CONSIGNE => Relevez toutes les personnes réelles que le document source désigne par leur nom. Citez chacune une seule fois, sous la forme où elle apparaît en premier.

DOCUMENT SOURCE =>
________________

“Hasta la evolución, siempre !”

Suivent quelques posts de documents d’archives qui, a posteriori, ne me font pas trop honte…

Pour commencer, cette lettre (envoyée par e-mail le 30/03/05) au courrier des lecteurs du Monde, suite à la publication, une semaine auparavant, par ce quotidien, d’une carte blanche d’un certain Drieu Godefridi – le nom peut sembler alléchant, et peut-être en-a-il même une grosse, mais ne vous laissez pas influencer par sa consonance : avec son allure premier de classe nerdy, celui-ci n’a jamais fait d’anal, ni même de deep throat, devant les cams ; ce sont les marchés qui l’excitent… – fondateur de l’institut Hayek, du nom de cet autre économiste ultralibéral, dépositaire intellectuel des théories d’Adam Smith…

Le Fridde dit en fait tout haut ce que maints patrons de multinationale – et même maints politiciens –  pensent de plus en plus bas, le courroux grondant. A lire ses élucubrations dignes d’un ado prépubère, publiées en pleines manifs contre l’odieux projet Bolkestein, du nom de cet ancien commissaire européen néerlandais borné dont Driew se sent proche (et du cabinet duquel un nouveau Frankenstein, à savoir Wilders, a émané), on dispose d’éléments historiques supplémentaires pour comprendre les raisons des refus français et néerlandais de la constitution européenne.

________________

DONNÉES EXTRAITES =>
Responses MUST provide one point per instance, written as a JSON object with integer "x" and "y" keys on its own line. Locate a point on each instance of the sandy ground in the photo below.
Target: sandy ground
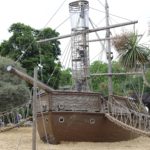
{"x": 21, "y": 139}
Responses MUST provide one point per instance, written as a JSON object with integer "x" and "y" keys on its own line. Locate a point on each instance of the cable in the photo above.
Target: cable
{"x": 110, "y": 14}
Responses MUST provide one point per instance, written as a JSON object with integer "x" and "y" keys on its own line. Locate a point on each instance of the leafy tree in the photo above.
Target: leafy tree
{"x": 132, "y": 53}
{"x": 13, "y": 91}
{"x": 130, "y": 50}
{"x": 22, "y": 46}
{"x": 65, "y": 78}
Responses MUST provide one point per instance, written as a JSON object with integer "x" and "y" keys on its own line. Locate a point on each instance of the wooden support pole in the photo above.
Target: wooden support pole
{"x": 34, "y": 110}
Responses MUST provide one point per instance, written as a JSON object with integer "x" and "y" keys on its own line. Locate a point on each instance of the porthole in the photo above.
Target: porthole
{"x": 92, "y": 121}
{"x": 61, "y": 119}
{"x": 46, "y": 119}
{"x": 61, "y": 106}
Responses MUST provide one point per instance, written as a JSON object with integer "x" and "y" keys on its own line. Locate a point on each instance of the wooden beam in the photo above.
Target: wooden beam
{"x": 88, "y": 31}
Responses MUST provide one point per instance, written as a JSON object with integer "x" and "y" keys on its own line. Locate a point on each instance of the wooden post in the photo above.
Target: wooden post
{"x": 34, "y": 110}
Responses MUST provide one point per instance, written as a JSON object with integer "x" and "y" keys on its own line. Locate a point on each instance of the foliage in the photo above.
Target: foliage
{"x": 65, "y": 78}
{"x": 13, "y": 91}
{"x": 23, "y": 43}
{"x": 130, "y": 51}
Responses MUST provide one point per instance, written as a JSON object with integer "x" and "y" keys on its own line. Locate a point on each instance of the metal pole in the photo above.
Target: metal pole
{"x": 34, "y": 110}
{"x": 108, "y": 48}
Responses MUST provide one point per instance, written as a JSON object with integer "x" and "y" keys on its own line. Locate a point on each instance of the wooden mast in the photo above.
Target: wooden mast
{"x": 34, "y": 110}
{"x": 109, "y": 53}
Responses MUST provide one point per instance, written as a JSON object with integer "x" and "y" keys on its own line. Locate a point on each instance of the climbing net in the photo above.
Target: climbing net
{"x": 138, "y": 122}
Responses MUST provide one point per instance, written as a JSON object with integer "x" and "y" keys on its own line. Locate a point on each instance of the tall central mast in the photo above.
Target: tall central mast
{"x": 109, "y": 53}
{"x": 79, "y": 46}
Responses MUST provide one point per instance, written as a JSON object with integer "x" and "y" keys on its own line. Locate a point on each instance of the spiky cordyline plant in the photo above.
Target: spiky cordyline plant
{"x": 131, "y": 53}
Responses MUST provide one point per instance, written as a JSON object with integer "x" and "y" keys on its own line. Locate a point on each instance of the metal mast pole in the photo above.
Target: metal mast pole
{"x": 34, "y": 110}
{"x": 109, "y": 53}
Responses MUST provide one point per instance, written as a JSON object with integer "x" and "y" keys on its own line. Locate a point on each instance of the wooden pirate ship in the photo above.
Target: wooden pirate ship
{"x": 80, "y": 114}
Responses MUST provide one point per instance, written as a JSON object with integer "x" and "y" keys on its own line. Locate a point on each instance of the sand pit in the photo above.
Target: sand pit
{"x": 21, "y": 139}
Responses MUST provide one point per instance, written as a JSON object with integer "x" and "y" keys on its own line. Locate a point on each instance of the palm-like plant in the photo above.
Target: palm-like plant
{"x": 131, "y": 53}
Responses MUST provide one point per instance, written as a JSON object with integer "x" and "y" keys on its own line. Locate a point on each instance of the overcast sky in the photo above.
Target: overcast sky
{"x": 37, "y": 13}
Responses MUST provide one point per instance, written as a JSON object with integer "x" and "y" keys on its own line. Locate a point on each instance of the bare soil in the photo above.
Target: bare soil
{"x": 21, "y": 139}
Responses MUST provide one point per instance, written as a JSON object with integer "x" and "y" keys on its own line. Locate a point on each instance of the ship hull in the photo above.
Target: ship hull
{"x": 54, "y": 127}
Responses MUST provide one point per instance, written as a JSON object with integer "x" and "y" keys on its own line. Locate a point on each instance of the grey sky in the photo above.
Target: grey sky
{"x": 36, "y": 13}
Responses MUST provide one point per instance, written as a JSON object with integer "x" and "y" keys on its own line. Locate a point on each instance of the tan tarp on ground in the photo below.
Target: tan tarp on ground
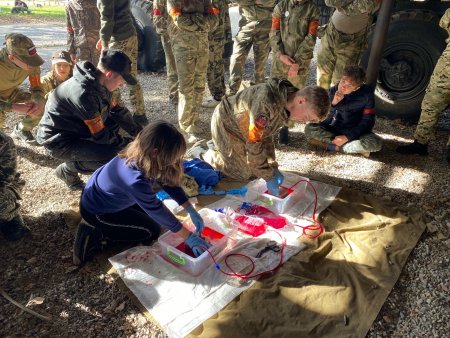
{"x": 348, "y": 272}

________________

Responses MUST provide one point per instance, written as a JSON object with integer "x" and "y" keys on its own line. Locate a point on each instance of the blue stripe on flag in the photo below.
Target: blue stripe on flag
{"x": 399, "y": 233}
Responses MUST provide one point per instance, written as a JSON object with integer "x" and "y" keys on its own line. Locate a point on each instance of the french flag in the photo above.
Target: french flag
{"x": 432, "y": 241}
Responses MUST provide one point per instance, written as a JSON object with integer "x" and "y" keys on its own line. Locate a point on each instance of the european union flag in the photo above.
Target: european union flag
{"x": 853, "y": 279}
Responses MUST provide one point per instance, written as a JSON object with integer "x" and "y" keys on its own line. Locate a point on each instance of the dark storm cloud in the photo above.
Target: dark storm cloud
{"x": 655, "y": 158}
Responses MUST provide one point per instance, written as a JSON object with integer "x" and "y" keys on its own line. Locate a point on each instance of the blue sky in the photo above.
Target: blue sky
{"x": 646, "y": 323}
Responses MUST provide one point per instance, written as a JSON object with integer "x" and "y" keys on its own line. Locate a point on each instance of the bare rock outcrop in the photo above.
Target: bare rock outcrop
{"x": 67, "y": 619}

________________

RÉPONSE ATTENDUE => Drieu Godefridi, Hayek, Adam Smith, Bolkestein, Wilders